═════ RECORDS SHOWN
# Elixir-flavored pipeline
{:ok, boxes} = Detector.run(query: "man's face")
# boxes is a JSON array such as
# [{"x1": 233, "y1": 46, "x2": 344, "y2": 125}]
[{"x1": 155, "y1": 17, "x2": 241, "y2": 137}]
══════════
PROBLEM TO SOLVE: The response should consist of the entries, retyped exactly and in full.

SOLUTION:
# Elixir-flavored pipeline
{:ok, boxes} = Detector.run(query: "man's face")
# boxes is a JSON array such as
# [{"x1": 233, "y1": 46, "x2": 344, "y2": 125}]
[{"x1": 155, "y1": 17, "x2": 241, "y2": 137}]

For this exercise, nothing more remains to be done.